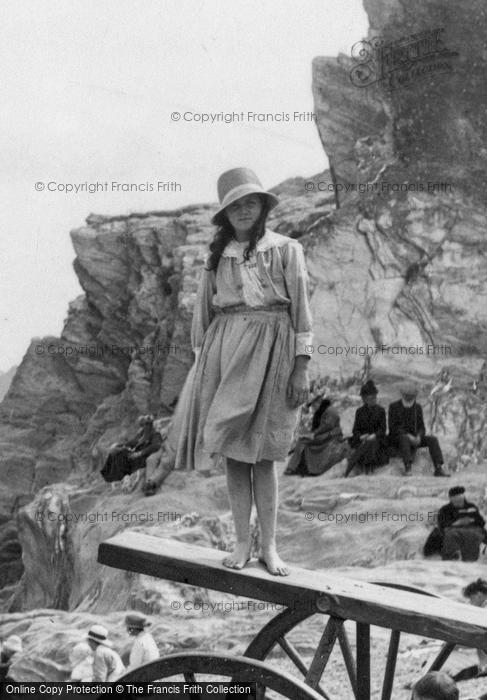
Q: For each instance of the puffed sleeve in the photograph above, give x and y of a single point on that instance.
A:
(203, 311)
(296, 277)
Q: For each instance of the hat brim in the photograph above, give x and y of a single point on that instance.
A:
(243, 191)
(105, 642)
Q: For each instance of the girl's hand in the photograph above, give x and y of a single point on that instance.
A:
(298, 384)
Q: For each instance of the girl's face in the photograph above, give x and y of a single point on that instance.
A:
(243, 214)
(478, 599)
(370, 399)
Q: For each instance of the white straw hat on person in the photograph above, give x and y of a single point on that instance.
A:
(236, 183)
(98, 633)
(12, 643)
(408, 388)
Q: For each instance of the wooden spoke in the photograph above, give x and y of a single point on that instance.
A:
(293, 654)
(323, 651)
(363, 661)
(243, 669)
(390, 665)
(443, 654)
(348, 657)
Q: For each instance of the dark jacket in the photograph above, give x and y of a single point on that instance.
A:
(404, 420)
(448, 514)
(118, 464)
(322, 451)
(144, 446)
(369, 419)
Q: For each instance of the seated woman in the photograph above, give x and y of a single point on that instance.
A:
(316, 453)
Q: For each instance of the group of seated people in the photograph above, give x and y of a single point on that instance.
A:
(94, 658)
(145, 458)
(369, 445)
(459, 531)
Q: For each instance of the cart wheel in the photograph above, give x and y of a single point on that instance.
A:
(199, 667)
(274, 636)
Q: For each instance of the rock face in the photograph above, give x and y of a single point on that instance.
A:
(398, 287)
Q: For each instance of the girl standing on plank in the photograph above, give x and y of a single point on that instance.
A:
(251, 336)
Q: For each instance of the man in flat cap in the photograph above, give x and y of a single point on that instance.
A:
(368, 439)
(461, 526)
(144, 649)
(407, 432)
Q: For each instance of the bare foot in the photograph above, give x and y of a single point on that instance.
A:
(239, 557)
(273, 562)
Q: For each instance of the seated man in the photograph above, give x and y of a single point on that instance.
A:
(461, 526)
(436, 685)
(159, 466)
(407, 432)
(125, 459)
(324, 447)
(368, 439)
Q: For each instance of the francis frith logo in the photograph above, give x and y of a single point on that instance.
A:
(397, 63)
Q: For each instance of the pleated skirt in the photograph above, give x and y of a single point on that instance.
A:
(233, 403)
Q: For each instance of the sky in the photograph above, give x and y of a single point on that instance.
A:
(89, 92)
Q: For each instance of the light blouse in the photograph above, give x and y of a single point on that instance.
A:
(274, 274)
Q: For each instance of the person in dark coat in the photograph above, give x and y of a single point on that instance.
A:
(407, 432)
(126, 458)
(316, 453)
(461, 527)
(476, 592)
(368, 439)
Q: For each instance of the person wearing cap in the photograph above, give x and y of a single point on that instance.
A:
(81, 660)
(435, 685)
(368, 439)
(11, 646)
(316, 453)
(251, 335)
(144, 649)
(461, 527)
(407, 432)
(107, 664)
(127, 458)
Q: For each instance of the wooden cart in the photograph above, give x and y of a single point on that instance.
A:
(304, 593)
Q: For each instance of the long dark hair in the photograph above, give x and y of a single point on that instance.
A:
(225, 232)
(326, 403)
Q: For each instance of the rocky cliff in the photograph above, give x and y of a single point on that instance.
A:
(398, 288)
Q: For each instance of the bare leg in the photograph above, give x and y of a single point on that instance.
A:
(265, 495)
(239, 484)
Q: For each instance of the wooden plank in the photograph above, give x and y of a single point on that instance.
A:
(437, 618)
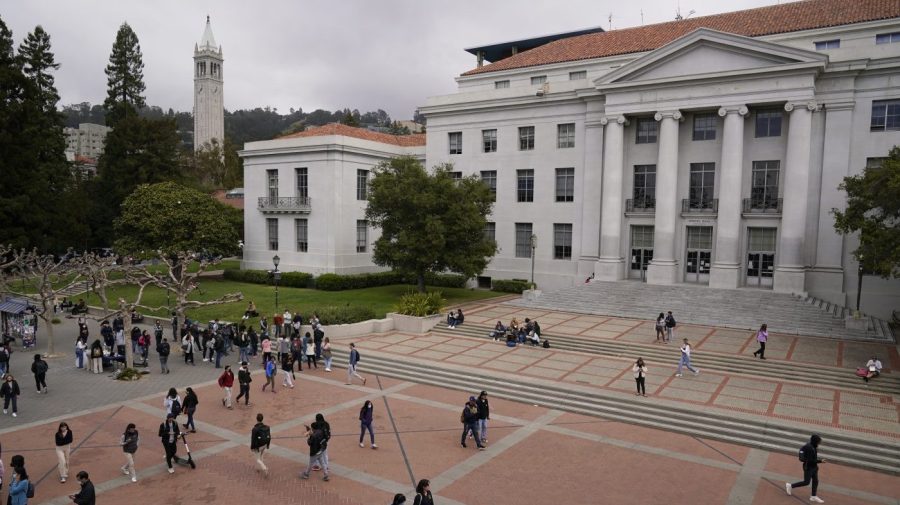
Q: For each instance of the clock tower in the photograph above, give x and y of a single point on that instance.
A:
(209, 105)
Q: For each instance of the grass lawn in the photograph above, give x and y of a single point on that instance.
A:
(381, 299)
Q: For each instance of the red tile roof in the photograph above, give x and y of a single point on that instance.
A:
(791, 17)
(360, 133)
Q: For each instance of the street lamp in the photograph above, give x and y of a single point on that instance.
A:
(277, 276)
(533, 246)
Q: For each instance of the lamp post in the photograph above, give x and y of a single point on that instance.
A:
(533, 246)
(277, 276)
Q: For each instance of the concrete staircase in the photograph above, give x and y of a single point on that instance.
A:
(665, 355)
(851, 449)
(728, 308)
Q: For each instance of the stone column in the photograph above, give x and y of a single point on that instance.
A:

────────────────

__Do this__:
Restate each entry word for word, please, but drop any images it holds.

__Solution to this problem__:
Q: For each instance of the puffed sleeve in the photograph above, give x and y of a single point on that instance.
A:
(203, 311)
(296, 277)
Q: For each instance of the hat brim in the photograph above, give x and y of a single point on that instance.
A:
(243, 191)
(105, 642)
Q: For each instance of the girl's hand in the photograph above, give x and y of a single point on that instance.
A:
(298, 384)
Q: For each instance of the girl's face in the photograph above, give x and y of a single point on that instance.
A:
(243, 214)
(478, 599)
(370, 399)
Q: For each instance of the white straw hat on person in the photograph above, give x and y of a single point on that instance.
A:
(236, 183)
(98, 633)
(12, 643)
(408, 388)
Q: For each instance of the wooden spoke in the photograph above, give x and y of a single point on that instance.
A:
(293, 654)
(323, 651)
(363, 661)
(243, 669)
(390, 665)
(443, 654)
(348, 657)
Q: For each instance of the dark jacket in the photograph above, give x and y of a single point on that instance.
A:
(404, 420)
(448, 514)
(118, 464)
(322, 451)
(144, 446)
(369, 419)
Q: For each instance of the seated woman in the photograph above, give x and y of a single point on that instance.
A:
(316, 453)
Q: For each instance of the group of seated people in the photograph above, give x and y of a single point on that instance.
A:
(94, 658)
(145, 458)
(369, 445)
(459, 531)
Q: For each instance of the cart wheel in the photograph above, give x and y of a single point on that instance.
A:
(199, 667)
(274, 636)
Q: For each instance of the rock face in the photograph above, give x and y of a single point on that instance.
A:
(398, 287)
Q: For each instance of the girl standing on plank in the photograph above, give x and y of a single point on that instance.
A:
(251, 336)
Q: For each instance of the man in flat cap in the photograph above, give x and y of a single point on that instance.
A:
(368, 439)
(461, 526)
(144, 649)
(407, 432)
Q: For each instance of the bare foot in the photograph above, give x and y of a single point on that instance.
A:
(239, 557)
(273, 562)
Q: For each instance of the seated man in the photograph above, give x and y of a single point on that instance.
A:
(461, 526)
(436, 685)
(159, 466)
(407, 432)
(125, 459)
(324, 447)
(368, 439)
Q: For each instance of the francis frith logo in the photograph above, give x and y of a single point on that instance.
A:
(397, 63)
Q: For each instance of the pleated skirt in the photograph above, give x and y of a single point on that instance.
A:
(233, 403)
Q: For each instance of the sky in the photograph above, give x and y of a single point on that instance.
A:
(89, 92)
Q: For each instance of the light blouse in the photograph above, give x and y of a single point on that instance.
A:
(274, 274)
Q: For each instance of the person in dark coat in the photograph above, give x and y of a single point on that instance.
A:
(407, 432)
(126, 458)
(316, 453)
(461, 527)
(476, 592)
(368, 439)
Q: For each instance of the person wearing cap in the photograph above, give x and y of a single point on that instance.
A:
(81, 660)
(435, 685)
(368, 439)
(11, 646)
(316, 453)
(251, 335)
(144, 649)
(461, 527)
(407, 432)
(107, 664)
(127, 458)
Q: For each instance of the wooden cart in the photograph above, give x and y of a single point on that instance.
A:
(304, 593)
Q: For each instance of the long dark hair in the photograph above, give x and y of a single point on that instance.
A:
(225, 232)
(326, 403)
Q: For each instance of the rocky cliff in the photograph above, give x and y of a single point on that instance.
A:
(398, 288)
Q: For each instance of the bare leg in the photograph above, give x and y of a single point on that instance.
A:
(265, 495)
(239, 484)
Q: For each instance of the wooden plank in the photograph above, give x and y of a single point on that instance.
A:
(437, 618)
Q: For each instance of the clock tower in the photograph above, give x and y of a single point on that instance.
A:
(209, 105)
Q: For each instance of the grass lawn in the photograph above, give x and y of a single point on that instance.
A:
(381, 299)
Q: For each instance of the red tile roof in the photograph above, give x and y of a single point on that instance.
A:
(791, 17)
(360, 133)
Q: For each instance of the street lamp in the photograph above, give x and y of a single point on that instance.
A:
(277, 276)
(533, 246)
Q: For each instance of the lamp post in the photograph above, give x and y of a single point on that instance.
A:
(533, 246)
(277, 276)
Q: For each instance of the concrete staircase in the photograph above, give x and y of a single point on that instance.
A:
(665, 355)
(851, 449)
(728, 308)
Q: For each instance of the stone column in the photograph above, give x and y of a single point on that instance.
A:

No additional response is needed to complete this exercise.